• **本文抜粋**
JANOGerの皆さまこんにちは。JANOG52 企画編成委員の宮城です。
プログラム紹介のニュースレターとして、Day3(2023年7月7日) 10:15~10:45に2F コンベンションホールで行われる「AI/ML基盤の400G DCネットワークを構築した話」を紹介いたします。
紹介にあたり、登壇者である 株式会社サイバーエージェント の内田さん、小障子さんにお話を伺いました。

プログラムに応募したきっかけを教えてください

内田さん:我々は普段は社内向けプライベートクラウド ”Cycloud” の運用構築を業務として行っていて、Cycloudのサービスの一部としてML Platform(機械学習基盤)を提供しています。

• **課題一覧**
#1 JANOG52のプログラム紹介記事によると、紹介されているプログラムはいつ、どこで行われますか。
#2 JANOG52のプログラム紹介記事を、最後の文の後から書き進めてください。

• **保存データ**
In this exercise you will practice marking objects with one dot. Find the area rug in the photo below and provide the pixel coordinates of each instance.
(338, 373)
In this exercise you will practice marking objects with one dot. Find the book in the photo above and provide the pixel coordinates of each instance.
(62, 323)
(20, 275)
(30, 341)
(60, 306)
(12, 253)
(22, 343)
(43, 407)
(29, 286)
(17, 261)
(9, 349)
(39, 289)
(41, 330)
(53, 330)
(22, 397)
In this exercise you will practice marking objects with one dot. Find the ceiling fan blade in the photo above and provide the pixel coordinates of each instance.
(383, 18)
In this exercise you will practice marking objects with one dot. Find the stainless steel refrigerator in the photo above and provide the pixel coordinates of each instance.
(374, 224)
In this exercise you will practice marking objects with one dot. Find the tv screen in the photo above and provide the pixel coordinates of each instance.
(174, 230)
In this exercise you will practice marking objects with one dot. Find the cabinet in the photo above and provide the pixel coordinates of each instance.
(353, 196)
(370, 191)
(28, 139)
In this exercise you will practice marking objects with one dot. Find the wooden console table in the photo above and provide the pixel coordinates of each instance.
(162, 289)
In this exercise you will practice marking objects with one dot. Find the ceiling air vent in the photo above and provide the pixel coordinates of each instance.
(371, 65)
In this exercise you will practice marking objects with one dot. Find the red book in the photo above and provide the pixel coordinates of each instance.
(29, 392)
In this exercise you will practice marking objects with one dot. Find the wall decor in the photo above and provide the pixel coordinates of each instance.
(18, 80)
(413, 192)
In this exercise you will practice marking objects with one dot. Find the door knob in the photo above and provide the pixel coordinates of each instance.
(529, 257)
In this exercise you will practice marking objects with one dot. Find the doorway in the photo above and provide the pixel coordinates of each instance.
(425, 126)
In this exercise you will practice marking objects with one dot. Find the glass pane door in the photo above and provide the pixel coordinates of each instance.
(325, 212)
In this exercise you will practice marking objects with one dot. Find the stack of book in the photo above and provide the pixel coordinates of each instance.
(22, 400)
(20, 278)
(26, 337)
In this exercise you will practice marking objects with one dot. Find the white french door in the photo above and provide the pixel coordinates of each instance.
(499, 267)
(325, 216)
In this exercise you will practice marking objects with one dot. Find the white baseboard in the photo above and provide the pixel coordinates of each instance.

• **解答**
#1 Day3(2023年7月7日)の10:15~10:45に、2Fコンベンションホールで行われます。

#2
ML PlatformではGPUサーバーの環境を提供していましたが、「基盤モデルの学習を複数台のGPUサーバーで並列分散処理させたい」と社内からの要望が高まってきたことを受け、GPUサーバー間に新しく400Gロスレスのネットワークを構築しました。400Gやロスレスネットワークで苦労した部分をeXchangeしたいと思い今回のプログラムに応募させていただきました。

「Cycloud」について教えてください

小障子さん: “Cycloud” はサイバーエージェントグループ全体向けにIaaS・KaaS・ML Platformなど様々なサービスを提供するプライベートクラウドサービスの総称です。ユーザーのニーズを拾いながら、データセンターの選定からハードウェアの構築・ソフトウェア開発まで全てCIU(CyberAgent group Infrastructure Unit)所属のエンジニアで行っています。
NWとしてはAS番号を取得し、バックボーンネットワークからデータセンターネットワークまでの幅広い領域のネットワークを設計・構築・運用をしています。ルーター、スイッチ、ファイアウォール・ロードバランサー、VPN装置など複数のベンダの機器を使用し監視・自動化までを一貫して行っています。

参加者とどんな議論をしたいですか?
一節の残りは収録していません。